Text passage:
Otor (also Eto, Oto or Otoor) is a sacred food formulated by the GaDangme (or Ga) tribe of Ghana for special occasions such as: the 'Twins-Festival (Akweley Suma), Outdooring Naming Ceremony and '8th Day Abrahamic' circumcision, which is now widely observed by other tribes including the Akans, birthday celebration of which predominantly the mashed-yam version of the food is used, with seldom use of the mashed-plantain version, weddings and Dipo/Atofo(or Otofo)/Ashimi puberty rites.

The food comes in various forms; including the 'Mashed-Yam' form and the 'Mashed-Plantain' form and has been widely adopted by some of the neighbouring Akan-Tribes. The GaDangme Etor is the most popular of the sacred foods prepared for the twins during the 'Twins-Festival'. Others such as 'Naji Enyo' or 'Naji Ejwe' (which is traditionally rice or yam with tomatoes-based-stew, garnished with boiled-eggs and 'Kelewele') is not as popular.

Dataset entries:
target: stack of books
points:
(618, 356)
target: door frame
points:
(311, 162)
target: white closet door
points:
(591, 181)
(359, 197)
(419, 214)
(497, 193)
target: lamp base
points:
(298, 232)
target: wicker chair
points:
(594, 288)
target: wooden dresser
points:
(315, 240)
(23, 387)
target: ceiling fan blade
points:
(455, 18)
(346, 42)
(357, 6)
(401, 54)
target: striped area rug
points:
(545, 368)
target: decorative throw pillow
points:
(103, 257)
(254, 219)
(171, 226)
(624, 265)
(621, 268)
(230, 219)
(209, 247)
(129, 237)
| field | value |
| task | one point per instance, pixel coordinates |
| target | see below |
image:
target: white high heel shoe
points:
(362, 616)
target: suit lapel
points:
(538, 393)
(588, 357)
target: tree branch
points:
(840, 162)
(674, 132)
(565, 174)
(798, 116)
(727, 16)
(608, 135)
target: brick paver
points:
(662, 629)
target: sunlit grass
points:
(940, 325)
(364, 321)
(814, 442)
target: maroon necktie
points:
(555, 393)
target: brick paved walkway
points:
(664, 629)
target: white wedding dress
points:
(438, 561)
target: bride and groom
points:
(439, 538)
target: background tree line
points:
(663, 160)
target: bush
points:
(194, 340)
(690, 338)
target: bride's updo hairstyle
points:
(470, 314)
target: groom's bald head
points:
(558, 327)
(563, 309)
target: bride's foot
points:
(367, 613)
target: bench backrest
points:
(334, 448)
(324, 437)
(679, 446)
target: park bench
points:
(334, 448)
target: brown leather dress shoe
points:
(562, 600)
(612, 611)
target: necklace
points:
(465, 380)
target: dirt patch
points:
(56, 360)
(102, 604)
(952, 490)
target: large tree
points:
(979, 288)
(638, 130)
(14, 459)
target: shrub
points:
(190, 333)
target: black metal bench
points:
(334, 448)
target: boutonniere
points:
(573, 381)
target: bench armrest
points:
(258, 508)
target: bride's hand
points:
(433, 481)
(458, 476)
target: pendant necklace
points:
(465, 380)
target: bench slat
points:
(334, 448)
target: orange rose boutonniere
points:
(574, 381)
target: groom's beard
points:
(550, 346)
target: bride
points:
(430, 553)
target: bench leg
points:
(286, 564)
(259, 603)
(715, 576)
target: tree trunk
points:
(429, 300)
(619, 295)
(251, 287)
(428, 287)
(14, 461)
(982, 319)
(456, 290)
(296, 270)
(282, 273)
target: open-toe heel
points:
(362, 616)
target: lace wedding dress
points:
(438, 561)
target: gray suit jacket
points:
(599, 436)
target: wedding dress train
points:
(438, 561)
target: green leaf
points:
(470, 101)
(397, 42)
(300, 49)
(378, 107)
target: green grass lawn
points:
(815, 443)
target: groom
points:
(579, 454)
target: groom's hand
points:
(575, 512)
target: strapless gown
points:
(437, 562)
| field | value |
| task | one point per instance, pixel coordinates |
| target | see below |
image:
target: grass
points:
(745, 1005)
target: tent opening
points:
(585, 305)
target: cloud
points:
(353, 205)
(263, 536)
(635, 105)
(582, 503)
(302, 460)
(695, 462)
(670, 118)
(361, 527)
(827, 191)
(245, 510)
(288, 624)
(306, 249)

Short task:
Repeat the Otor passage between "Otor (also Eto, Oto" and "Otofo)/Ashimi puberty rites.", inclusive, substituting "marriage ceremonies" for "weddings".

Response to this exercise:
Otor (also Eto, Oto or Otoor) is a sacred food formulated by the GaDangme (or Ga) tribe of Ghana for special occasions such as: the 'Twins-Festival (Akweley Suma), Outdooring Naming Ceremony and '8th Day Abrahamic' circumcision, which is now widely observed by other tribes including the Akans, birthday celebration of which predominantly the mashed-yam version of the food is used, with seldom use of the mashed-plantain version, marriage ceremonies and Dipo/Atofo(or Otofo)/Ashimi puberty rites.